- _EXERCICES À RÉSOUDRE_
- A) D'après le texte fourni, de quel pourcentage l'Allemagne s'est-elle engagée à réduire ses émissions de CO2 ?
- B) Résumez sous forme de liste le paragraphe du texte fourni qui commence par « Dans le cadre du Protocole de Kyoto », en conservant ses faits essentiels.
- C) Relevez toutes les dates du texte fourni qui précisent à la fois un jour et un mois.
___ TEXTE FOURNI ___
La Bavière veut utiliser la voie du recours en justice contre les plans d'abandon du nucléaire du gouvernement fédéral

La Bavière a l'intention d'épuiser toutes les possibilités politiques et juridiques pour lutter contre le projet d'arrêt des centrales nucléaires du gouvernement allemand.

7 févr. 2000

Invoquant une violation éventuelle du droit de l'Union européenne (UE), le conseil des ministres a décidé le 8 février de faire intervenir la Commission de l'UE contre certaines décisions du gouvernement allemand relatives à l'abandon du nucléaire. "J'ai donc demandé dans une lettre au Président de la Commission européenne d'examiner des décisions du gouvernement fédéral sur l'abandon du nucléaire sous l'angle de manquements éventuels au droit de l'UE", a déclaré le ministre-président bavarois Edmund Stoiber.
Dans le cadre du Protocole de Kyoto, l'UE s'est engagée en décembre 1997 à réduire de 8% ses émissions de gaz à effet de serre par rapport à leur niveau de 1990, ceci pendant la période de 2008 à 2012. Le 17 juin 1998, le conseil des ministres européens de l'environnement a fixé la clé de répartition définitive, entre les pays européens, dans le domaine de la réduction des émissions de gaz à effet de serre. L'Allemagne s'est engagée à réduire de 21% ses émissions de CO2, a précisé le ministre bavarois de l'environnement Werner Schnappauf: "Un arrêt des centrales nucléaires remet en question la répartition actuelle des charges obligatoires au sein de l'UE en matière de réduction des gaz à effet de serre."
___ MATÉRIEL FOURNI ___
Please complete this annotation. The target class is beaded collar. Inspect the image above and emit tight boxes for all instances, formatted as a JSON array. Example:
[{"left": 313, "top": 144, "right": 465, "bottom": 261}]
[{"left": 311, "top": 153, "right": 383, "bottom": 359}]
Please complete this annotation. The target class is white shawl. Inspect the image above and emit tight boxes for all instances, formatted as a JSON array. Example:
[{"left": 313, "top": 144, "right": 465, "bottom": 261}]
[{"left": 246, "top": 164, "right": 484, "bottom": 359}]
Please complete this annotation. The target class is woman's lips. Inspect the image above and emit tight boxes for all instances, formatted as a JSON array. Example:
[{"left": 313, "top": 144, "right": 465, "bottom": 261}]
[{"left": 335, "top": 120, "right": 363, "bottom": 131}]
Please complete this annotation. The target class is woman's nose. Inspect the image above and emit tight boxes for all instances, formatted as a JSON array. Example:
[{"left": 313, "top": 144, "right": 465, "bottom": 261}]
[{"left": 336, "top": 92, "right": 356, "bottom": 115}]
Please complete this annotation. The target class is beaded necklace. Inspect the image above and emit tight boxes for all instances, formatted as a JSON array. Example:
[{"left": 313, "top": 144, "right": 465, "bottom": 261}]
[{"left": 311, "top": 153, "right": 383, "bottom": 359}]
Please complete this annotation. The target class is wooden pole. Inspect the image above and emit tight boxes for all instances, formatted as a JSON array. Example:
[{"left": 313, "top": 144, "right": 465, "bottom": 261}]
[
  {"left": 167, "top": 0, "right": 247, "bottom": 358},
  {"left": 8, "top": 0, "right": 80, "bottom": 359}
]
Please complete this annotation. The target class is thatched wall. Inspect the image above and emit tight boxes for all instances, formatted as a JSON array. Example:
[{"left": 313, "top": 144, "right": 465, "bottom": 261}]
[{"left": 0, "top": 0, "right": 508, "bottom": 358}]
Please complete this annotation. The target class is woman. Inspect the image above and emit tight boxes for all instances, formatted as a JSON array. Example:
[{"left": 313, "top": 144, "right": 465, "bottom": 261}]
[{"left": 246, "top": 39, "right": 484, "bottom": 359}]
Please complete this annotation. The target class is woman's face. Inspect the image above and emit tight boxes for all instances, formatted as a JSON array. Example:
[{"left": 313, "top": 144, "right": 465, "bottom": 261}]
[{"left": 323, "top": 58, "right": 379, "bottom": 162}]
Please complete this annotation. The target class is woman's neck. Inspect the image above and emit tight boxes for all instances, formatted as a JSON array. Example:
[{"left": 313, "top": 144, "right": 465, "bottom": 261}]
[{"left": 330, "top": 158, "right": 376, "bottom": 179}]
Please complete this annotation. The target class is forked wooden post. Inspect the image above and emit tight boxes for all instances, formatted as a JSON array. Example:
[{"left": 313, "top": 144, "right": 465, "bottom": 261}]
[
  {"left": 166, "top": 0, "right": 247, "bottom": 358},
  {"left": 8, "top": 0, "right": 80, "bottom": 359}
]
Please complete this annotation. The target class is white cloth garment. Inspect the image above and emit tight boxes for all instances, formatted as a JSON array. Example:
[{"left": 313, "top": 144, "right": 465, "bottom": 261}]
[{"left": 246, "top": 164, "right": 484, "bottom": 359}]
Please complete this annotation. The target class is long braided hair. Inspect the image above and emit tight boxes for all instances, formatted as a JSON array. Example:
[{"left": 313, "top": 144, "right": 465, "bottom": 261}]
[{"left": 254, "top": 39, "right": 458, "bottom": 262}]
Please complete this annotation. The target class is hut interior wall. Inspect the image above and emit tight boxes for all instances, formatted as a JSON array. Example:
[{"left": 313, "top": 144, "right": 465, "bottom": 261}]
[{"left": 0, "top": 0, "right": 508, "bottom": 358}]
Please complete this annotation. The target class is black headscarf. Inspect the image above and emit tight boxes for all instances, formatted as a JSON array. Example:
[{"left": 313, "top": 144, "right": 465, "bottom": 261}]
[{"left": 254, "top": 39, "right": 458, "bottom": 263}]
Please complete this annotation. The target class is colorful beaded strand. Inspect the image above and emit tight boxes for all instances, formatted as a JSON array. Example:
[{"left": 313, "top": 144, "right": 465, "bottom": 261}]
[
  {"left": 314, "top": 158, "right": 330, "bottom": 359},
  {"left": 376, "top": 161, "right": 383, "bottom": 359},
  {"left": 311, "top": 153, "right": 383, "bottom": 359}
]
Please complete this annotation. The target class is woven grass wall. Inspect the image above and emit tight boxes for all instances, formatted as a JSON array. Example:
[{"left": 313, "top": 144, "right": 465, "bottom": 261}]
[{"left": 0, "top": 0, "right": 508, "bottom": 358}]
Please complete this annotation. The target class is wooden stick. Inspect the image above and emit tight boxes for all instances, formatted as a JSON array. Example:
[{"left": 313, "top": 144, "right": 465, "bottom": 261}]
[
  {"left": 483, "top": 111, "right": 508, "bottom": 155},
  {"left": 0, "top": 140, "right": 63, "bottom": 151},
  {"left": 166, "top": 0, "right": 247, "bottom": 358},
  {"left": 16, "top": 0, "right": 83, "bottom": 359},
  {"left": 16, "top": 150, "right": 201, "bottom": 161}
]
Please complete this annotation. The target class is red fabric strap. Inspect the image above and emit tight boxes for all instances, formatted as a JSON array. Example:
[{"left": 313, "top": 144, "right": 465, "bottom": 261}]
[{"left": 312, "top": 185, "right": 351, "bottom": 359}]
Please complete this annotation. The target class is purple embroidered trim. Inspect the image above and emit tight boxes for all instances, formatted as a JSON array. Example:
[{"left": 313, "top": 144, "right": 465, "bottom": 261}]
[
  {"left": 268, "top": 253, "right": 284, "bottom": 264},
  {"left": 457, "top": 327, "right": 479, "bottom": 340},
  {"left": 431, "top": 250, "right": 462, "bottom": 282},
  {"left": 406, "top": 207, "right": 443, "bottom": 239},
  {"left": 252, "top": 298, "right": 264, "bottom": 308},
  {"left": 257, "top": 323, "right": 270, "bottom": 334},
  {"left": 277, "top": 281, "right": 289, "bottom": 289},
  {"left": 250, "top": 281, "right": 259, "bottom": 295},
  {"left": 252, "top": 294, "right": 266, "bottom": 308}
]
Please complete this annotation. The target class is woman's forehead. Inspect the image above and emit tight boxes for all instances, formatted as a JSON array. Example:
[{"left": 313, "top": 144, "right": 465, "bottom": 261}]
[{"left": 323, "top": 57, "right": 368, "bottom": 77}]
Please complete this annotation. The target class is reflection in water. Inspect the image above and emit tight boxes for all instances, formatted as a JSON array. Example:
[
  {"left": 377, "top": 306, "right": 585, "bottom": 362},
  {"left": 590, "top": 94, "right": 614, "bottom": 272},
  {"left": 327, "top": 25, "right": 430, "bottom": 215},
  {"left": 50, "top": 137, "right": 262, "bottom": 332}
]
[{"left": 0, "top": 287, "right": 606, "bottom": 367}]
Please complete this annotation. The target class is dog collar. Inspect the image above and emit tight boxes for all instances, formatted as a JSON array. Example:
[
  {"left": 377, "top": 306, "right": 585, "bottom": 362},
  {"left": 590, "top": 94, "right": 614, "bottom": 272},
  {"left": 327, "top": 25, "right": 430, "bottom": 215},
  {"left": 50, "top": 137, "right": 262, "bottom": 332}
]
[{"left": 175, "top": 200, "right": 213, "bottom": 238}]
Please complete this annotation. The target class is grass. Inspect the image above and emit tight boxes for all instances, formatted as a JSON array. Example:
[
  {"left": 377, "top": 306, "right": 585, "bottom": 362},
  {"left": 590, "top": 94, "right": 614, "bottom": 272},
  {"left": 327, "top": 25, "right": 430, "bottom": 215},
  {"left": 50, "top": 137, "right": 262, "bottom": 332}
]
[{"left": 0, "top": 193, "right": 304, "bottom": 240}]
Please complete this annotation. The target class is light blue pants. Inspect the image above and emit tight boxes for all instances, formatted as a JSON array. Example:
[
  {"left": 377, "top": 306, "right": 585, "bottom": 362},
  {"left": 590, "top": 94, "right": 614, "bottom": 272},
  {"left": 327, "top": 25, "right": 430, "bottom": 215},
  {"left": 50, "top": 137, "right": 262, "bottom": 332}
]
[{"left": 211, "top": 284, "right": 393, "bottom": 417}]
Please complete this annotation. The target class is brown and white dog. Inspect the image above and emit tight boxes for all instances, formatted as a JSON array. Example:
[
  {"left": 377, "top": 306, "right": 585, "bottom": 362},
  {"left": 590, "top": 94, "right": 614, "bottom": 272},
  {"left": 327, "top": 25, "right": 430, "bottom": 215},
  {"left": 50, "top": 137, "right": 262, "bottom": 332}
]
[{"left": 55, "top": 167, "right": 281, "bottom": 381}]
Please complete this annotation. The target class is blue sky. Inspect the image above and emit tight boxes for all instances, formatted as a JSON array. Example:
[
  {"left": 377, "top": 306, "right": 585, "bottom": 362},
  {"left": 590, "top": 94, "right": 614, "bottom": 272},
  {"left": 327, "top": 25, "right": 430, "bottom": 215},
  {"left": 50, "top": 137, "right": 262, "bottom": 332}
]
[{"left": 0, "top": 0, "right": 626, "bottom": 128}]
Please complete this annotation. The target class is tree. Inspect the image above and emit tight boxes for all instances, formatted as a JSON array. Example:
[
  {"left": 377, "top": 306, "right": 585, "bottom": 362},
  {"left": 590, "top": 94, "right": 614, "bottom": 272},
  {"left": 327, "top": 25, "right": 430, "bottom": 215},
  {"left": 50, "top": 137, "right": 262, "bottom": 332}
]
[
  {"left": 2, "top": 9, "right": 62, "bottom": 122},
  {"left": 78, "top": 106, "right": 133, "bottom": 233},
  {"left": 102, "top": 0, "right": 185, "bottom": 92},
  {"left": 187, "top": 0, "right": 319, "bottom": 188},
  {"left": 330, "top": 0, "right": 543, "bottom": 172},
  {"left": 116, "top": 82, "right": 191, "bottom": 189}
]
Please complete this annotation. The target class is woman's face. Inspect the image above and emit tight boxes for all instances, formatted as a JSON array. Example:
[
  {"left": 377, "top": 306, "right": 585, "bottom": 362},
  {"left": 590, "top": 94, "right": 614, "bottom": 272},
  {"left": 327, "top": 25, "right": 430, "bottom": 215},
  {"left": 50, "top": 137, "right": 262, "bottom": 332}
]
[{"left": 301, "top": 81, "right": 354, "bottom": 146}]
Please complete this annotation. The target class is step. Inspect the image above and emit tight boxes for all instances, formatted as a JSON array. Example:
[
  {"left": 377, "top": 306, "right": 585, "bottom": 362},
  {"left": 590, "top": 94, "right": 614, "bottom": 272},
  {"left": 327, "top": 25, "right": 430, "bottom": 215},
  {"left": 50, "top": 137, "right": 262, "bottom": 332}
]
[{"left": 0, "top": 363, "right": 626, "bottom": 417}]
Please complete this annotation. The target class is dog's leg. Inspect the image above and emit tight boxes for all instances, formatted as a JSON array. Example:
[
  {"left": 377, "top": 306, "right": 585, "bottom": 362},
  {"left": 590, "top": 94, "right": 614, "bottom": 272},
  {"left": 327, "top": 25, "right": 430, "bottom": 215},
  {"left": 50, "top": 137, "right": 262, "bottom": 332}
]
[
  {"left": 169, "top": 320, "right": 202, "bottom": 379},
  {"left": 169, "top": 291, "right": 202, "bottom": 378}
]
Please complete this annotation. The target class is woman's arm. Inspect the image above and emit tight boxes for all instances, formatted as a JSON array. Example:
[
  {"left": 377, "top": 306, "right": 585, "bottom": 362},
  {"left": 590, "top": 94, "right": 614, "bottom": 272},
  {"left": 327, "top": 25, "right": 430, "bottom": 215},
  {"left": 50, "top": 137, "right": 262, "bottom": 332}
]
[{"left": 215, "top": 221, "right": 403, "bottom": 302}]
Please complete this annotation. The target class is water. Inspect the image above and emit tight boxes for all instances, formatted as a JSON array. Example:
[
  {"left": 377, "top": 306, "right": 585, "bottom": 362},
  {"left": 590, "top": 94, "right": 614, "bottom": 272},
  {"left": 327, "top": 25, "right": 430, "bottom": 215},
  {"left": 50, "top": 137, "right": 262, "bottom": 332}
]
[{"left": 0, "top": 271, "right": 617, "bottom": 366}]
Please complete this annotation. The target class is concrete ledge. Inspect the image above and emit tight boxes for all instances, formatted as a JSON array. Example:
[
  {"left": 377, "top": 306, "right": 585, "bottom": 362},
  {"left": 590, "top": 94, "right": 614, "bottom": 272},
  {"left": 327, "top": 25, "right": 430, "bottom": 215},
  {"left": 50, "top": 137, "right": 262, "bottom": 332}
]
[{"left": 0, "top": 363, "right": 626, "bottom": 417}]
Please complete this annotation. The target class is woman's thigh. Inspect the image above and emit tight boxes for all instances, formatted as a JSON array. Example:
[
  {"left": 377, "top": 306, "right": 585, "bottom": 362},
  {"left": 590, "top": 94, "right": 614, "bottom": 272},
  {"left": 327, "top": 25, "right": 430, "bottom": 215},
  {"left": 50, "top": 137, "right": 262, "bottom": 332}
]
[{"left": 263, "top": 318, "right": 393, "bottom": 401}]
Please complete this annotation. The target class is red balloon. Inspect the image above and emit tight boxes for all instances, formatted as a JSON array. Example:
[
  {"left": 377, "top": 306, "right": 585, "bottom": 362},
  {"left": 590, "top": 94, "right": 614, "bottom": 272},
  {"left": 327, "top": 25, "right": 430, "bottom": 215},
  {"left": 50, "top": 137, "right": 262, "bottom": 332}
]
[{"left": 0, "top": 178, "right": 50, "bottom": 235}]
___
- _EXERCICE CORRIGÉ_
- A) De 21 %.

- B)
- En décembre 1997, dans le cadre du Protocole de Kyoto, l'UE s'est engagée à réduire de 8 % ses émissions de gaz à effet de serre par rapport à 1990, sur la période 2008-2012.
- Le 17 juin 1998, le conseil des ministres européens de l'environnement a fixé la clé de répartition définitive de cette réduction entre les pays européens.
- L'Allemagne s'est engagée à réduire de 21 % ses émissions de CO2.
- Selon le ministre bavarois de l'environnement Werner Schnappauf, un arrêt des centrales nucléaires remet en question cette répartition des charges au sein de l'UE.

- C)
- 7 févr. 2000
- 8 février
- 17 juin 1998